## Problem details:
Tally the lines in the listing below that include "wall". Answer with the count and nothing more.

## Given entries:
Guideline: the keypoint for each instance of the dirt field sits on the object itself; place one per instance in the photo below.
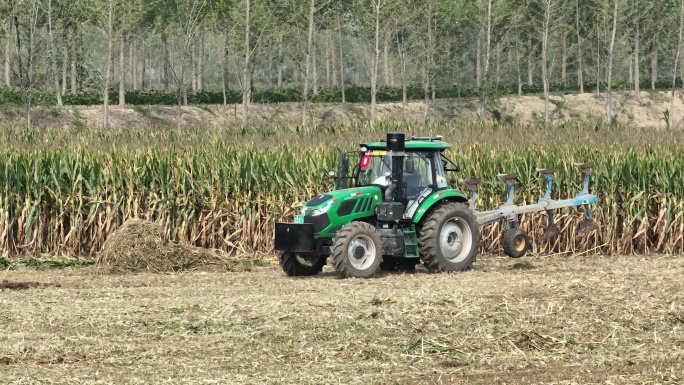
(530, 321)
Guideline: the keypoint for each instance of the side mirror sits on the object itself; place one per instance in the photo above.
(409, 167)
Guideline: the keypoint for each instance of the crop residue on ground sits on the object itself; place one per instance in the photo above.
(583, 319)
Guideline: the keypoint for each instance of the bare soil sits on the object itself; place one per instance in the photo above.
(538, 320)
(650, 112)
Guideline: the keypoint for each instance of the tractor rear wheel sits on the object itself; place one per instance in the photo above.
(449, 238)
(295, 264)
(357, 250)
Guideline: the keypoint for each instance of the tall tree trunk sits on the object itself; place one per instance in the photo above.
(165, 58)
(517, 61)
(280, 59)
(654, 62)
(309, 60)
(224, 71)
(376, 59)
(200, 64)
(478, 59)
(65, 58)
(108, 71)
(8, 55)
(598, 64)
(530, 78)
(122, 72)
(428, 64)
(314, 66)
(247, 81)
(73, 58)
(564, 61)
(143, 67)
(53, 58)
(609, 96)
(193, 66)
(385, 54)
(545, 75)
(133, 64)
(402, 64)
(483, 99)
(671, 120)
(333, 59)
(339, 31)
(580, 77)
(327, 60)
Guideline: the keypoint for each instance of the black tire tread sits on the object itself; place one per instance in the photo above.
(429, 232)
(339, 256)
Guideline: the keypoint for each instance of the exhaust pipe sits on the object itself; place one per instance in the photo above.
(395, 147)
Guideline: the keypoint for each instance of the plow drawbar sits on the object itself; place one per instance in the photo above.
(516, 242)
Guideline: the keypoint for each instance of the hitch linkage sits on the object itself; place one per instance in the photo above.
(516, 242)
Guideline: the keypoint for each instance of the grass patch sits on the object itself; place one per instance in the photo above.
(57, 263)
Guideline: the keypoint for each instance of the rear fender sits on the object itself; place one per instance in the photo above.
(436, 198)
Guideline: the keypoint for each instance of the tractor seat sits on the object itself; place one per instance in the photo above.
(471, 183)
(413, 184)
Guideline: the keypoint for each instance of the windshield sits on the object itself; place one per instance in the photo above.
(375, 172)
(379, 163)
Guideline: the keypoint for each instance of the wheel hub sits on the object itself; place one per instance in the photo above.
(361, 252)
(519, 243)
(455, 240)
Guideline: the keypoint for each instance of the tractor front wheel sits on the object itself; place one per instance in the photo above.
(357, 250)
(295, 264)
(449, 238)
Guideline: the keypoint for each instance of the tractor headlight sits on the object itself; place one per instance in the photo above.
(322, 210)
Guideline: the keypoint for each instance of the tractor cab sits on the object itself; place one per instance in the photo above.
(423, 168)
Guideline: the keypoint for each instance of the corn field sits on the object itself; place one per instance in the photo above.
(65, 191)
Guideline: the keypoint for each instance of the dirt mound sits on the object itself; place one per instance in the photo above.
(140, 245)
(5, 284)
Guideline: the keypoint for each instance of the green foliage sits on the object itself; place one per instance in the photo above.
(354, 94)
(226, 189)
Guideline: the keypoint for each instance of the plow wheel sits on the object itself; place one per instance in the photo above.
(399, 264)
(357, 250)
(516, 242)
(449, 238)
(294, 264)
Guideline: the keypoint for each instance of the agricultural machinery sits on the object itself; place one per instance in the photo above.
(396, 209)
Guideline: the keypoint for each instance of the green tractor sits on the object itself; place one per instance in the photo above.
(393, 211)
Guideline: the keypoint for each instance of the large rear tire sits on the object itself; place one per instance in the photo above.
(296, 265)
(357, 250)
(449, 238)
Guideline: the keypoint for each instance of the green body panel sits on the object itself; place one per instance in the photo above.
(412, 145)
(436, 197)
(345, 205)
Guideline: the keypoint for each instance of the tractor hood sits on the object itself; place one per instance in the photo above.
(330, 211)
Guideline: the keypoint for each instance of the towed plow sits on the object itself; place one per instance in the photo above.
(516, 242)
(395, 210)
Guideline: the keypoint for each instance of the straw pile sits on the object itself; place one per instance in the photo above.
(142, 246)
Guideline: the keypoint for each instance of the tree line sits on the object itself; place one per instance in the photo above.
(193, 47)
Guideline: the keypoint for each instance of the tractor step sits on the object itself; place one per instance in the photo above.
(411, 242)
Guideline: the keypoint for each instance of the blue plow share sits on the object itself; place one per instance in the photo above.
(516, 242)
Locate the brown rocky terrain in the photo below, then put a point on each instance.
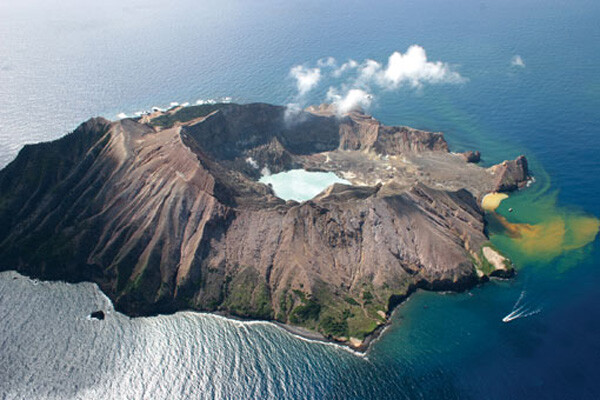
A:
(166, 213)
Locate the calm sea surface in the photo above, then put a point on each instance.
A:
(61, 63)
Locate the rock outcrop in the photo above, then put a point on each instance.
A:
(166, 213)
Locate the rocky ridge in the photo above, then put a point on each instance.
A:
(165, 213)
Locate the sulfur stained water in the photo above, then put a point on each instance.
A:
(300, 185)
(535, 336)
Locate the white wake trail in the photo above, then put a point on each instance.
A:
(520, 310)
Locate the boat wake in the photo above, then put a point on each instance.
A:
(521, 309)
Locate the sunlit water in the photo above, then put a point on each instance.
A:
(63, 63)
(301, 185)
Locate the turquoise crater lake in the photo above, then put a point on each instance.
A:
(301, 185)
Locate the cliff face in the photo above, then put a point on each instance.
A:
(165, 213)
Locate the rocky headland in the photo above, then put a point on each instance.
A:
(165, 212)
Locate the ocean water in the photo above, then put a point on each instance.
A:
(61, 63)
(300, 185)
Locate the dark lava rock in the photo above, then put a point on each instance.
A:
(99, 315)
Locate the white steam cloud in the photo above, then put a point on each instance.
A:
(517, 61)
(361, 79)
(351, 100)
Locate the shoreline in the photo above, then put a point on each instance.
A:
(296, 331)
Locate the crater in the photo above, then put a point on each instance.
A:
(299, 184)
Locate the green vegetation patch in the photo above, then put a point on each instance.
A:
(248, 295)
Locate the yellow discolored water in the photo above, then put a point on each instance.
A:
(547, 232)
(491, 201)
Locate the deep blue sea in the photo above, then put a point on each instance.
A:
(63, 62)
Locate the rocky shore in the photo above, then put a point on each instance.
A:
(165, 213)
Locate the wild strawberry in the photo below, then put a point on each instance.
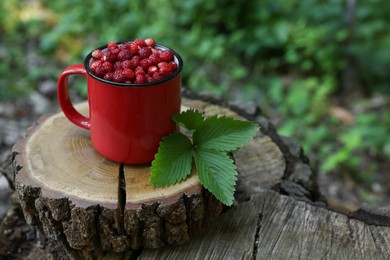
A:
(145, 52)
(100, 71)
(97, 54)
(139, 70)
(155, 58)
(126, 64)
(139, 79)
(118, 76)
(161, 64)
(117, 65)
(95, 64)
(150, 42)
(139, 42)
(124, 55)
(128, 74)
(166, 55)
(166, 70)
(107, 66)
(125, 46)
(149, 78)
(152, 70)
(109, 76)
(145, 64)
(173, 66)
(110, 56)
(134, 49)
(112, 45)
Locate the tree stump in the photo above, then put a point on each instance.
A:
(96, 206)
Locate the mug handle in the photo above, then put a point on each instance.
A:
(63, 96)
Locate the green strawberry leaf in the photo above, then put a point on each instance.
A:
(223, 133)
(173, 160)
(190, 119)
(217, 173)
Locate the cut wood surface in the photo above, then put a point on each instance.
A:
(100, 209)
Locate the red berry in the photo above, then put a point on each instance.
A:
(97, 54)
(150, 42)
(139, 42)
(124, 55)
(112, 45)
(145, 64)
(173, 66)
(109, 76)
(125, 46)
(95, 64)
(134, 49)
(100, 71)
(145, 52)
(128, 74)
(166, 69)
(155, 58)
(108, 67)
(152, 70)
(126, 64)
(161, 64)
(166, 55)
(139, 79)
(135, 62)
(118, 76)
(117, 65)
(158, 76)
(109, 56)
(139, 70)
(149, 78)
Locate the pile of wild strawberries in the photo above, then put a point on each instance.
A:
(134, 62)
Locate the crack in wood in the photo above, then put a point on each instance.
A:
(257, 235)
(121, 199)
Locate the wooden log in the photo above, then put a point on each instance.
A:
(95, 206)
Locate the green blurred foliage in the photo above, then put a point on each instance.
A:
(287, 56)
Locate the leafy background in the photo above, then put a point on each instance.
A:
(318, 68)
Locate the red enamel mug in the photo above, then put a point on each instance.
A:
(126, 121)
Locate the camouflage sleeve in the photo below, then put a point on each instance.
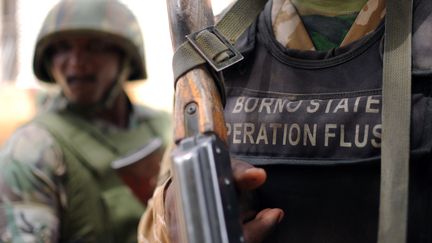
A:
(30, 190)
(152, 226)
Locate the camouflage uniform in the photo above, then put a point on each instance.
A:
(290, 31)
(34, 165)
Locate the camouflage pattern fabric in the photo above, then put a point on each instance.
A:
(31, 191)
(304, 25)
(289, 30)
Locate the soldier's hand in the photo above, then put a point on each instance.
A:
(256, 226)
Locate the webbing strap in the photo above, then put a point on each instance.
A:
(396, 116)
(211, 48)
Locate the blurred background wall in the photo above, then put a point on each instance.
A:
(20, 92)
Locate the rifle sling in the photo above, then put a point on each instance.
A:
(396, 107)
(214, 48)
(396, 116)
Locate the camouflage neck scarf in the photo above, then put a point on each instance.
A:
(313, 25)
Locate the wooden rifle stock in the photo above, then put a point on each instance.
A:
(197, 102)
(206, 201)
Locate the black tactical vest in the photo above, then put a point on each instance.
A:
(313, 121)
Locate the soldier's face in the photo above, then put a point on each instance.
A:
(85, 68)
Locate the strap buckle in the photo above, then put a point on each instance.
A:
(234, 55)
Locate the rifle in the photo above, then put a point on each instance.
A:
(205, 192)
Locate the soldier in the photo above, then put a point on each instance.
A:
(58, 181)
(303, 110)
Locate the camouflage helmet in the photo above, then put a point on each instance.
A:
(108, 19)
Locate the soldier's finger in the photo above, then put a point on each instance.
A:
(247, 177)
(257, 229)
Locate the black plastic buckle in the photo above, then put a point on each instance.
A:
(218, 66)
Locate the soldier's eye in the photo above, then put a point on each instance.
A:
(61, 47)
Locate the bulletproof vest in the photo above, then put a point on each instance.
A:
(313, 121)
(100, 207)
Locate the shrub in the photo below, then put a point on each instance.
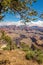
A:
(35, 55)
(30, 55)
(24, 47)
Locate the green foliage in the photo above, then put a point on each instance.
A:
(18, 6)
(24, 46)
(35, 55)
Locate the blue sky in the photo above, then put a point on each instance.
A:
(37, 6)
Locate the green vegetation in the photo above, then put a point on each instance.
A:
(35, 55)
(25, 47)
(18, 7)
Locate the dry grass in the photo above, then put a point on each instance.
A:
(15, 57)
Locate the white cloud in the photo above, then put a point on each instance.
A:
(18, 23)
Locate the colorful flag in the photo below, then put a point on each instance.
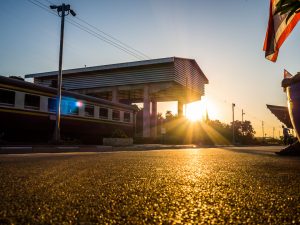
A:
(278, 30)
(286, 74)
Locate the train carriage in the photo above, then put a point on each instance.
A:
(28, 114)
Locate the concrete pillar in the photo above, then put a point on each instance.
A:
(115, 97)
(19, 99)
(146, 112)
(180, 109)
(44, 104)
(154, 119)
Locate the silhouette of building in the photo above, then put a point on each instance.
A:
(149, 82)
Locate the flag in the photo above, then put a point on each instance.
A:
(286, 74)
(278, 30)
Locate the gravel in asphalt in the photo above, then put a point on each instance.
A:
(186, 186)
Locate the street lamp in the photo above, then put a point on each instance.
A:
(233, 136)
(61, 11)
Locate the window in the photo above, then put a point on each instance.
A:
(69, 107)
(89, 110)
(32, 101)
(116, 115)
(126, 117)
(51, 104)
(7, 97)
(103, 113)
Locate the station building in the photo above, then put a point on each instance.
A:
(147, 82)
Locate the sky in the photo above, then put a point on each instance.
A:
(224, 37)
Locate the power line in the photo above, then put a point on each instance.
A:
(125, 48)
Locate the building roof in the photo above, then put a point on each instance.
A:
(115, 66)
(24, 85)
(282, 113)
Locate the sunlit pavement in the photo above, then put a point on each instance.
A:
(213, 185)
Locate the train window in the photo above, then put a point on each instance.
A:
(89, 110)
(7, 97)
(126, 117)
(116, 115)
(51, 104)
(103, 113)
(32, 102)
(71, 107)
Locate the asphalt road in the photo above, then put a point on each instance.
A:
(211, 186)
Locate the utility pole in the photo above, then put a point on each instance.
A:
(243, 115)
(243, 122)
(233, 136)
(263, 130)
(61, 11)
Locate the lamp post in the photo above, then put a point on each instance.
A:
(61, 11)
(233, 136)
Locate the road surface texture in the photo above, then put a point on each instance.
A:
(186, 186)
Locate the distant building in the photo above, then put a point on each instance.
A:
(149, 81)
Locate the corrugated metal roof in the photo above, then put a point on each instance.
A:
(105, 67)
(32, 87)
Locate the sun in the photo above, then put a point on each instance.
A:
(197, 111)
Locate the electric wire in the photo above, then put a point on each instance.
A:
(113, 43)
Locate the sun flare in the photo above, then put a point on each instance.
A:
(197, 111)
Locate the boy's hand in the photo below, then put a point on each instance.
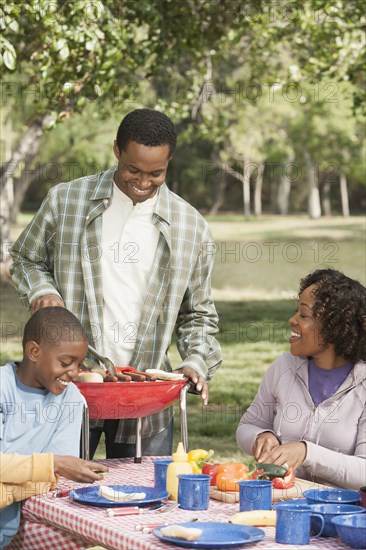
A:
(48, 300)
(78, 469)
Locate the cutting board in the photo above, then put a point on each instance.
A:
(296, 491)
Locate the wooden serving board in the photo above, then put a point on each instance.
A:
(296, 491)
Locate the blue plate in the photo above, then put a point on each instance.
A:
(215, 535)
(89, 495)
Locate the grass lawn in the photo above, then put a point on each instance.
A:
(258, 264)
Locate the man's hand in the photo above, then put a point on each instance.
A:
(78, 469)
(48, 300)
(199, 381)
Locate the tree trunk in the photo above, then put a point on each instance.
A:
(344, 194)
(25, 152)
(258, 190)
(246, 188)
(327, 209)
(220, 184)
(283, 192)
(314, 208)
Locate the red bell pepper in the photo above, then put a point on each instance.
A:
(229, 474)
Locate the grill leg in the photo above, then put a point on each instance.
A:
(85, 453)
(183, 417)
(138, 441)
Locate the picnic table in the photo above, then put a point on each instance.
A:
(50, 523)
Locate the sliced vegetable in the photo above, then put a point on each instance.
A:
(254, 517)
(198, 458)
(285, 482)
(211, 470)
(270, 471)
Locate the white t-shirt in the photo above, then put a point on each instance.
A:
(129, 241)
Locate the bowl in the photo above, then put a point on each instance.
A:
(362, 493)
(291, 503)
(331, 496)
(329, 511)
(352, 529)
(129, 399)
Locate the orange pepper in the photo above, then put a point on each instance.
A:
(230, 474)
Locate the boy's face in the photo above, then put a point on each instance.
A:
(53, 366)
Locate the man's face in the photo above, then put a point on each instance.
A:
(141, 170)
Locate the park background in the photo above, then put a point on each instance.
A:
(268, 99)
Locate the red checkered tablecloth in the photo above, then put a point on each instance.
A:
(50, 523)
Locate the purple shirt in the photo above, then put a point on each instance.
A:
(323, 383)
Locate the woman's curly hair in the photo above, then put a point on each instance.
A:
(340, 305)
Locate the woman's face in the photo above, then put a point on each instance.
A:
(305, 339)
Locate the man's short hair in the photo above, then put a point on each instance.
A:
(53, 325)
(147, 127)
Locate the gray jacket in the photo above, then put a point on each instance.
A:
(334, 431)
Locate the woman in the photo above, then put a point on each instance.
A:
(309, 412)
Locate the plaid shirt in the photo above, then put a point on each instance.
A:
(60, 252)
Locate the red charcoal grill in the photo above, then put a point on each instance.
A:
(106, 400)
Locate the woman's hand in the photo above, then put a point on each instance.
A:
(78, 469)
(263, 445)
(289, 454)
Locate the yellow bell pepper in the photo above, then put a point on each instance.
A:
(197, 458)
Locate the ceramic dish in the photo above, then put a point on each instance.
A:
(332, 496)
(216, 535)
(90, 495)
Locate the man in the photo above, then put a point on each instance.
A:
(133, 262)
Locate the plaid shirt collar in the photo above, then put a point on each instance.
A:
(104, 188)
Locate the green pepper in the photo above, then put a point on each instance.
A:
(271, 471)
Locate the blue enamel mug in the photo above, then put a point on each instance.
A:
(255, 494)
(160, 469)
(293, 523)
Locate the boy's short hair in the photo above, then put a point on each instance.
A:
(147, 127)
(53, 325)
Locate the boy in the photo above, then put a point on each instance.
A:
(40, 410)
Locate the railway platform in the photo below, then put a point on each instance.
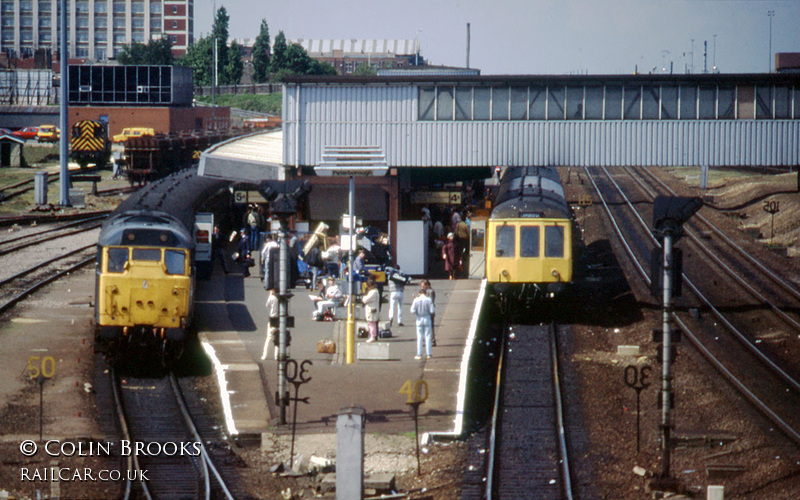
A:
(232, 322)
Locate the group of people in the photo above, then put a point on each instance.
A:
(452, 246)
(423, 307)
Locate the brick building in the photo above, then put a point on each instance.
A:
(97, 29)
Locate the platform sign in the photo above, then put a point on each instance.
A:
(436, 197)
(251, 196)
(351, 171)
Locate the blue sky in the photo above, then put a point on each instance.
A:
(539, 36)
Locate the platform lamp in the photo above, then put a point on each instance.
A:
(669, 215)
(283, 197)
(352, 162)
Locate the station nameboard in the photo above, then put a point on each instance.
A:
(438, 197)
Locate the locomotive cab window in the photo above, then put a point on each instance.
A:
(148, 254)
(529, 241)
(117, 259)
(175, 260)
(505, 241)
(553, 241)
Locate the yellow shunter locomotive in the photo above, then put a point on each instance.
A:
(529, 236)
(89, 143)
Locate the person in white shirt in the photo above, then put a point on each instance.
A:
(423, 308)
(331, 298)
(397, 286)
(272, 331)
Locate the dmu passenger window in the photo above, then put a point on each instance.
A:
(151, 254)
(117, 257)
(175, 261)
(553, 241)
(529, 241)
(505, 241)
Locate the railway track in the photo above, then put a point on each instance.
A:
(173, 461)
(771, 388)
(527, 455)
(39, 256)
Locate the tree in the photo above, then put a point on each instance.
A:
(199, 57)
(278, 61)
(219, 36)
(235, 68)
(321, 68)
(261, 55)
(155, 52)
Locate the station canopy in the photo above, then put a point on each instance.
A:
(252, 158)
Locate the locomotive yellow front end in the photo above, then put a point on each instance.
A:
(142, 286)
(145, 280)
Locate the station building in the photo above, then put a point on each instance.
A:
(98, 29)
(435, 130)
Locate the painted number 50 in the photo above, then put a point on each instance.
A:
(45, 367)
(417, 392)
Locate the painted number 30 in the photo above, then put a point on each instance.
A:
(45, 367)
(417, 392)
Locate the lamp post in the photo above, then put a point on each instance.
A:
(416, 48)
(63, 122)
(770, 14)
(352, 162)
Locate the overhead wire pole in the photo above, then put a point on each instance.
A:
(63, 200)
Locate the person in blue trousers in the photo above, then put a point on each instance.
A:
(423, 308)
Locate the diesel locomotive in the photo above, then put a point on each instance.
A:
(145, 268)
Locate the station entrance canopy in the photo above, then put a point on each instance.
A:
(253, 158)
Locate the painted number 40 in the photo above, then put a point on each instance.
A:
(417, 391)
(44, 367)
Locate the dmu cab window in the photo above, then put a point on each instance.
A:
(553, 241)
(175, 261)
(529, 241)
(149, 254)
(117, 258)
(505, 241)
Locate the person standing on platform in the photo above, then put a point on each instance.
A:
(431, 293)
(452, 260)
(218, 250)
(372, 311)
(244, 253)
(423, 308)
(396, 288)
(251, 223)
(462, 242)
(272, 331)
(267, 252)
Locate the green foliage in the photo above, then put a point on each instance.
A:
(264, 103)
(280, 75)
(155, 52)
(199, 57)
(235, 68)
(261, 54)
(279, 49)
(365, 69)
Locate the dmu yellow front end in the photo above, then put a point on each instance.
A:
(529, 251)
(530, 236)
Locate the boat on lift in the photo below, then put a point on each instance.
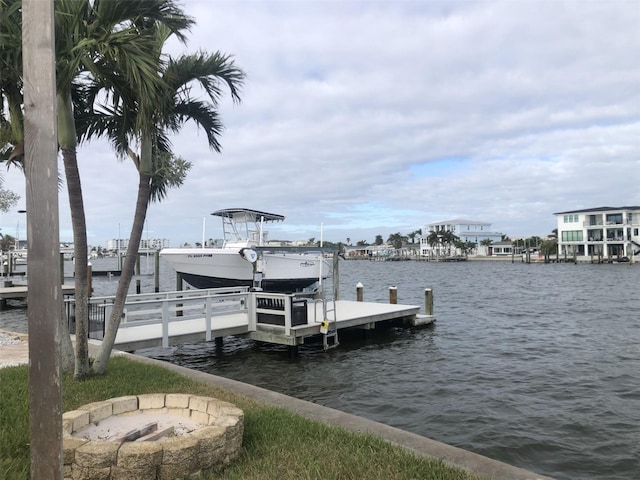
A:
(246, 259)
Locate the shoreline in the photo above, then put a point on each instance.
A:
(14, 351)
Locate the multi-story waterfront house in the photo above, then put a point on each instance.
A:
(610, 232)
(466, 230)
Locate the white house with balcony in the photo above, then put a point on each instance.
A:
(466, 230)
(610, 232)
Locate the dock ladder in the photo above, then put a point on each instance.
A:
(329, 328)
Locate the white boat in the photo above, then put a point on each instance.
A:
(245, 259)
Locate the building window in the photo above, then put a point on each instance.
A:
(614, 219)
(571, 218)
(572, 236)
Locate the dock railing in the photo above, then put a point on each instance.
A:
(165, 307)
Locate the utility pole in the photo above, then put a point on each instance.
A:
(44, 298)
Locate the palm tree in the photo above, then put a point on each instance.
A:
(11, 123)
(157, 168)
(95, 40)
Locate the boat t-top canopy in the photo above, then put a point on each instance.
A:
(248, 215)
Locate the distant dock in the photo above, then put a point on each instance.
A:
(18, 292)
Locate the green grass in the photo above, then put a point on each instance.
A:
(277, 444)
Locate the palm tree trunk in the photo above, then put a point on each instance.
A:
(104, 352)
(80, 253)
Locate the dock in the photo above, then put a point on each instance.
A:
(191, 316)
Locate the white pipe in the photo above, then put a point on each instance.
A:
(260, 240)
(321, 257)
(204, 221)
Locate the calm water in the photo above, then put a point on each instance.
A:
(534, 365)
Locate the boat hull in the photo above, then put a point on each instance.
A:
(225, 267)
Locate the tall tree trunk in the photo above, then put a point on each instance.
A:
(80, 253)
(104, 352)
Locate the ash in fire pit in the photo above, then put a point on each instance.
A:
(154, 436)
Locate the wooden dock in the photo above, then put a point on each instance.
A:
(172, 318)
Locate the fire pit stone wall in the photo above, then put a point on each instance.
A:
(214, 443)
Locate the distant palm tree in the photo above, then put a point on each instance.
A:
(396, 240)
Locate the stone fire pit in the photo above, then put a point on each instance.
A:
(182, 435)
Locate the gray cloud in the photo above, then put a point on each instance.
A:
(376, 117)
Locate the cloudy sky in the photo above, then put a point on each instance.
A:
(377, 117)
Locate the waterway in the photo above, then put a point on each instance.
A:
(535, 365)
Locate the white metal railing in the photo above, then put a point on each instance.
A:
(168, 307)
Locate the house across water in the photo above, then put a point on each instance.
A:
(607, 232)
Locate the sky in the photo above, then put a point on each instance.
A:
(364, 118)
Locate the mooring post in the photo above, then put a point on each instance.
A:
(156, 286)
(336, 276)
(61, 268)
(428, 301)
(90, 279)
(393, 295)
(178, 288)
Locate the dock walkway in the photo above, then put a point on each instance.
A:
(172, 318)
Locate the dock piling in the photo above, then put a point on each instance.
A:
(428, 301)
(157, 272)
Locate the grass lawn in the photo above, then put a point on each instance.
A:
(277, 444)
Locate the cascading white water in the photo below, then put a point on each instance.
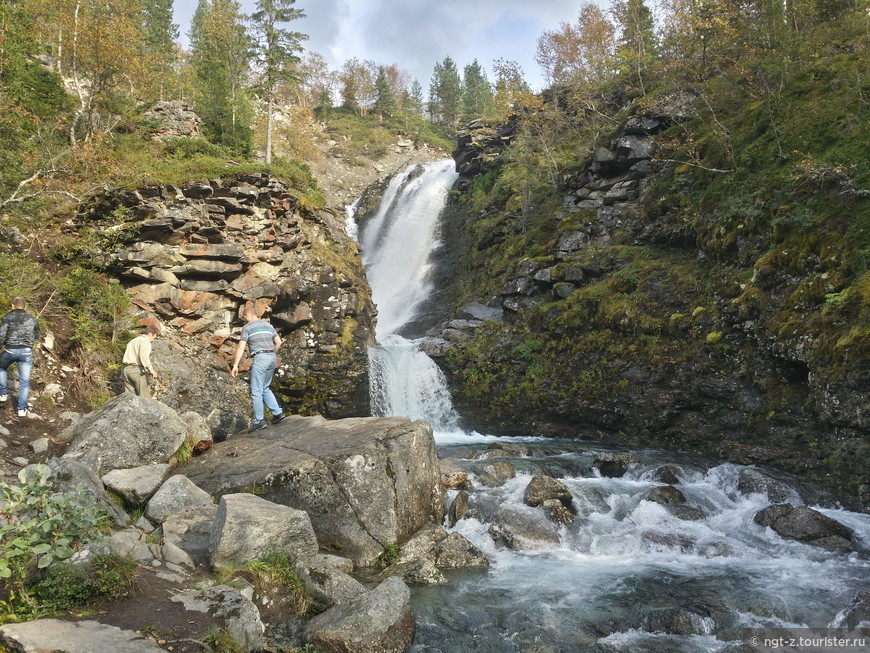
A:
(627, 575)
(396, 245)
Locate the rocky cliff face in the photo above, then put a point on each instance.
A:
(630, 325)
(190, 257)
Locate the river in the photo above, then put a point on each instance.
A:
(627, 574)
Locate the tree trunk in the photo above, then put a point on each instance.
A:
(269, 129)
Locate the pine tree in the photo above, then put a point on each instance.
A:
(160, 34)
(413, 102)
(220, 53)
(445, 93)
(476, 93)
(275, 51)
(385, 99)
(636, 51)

## Written answer:
2